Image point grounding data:
------------------------------------------------
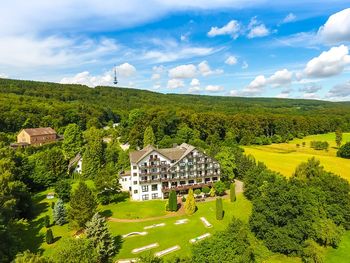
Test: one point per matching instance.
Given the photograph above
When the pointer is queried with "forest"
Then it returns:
(298, 216)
------------------------------------------------
TRY IT — Without including any picture, retype the entries exactly.

PROBLEM SOLUTION —
Test: one point per matching instance.
Given the photograph above
When the pointer is queried with "forest"
Then it returns:
(298, 216)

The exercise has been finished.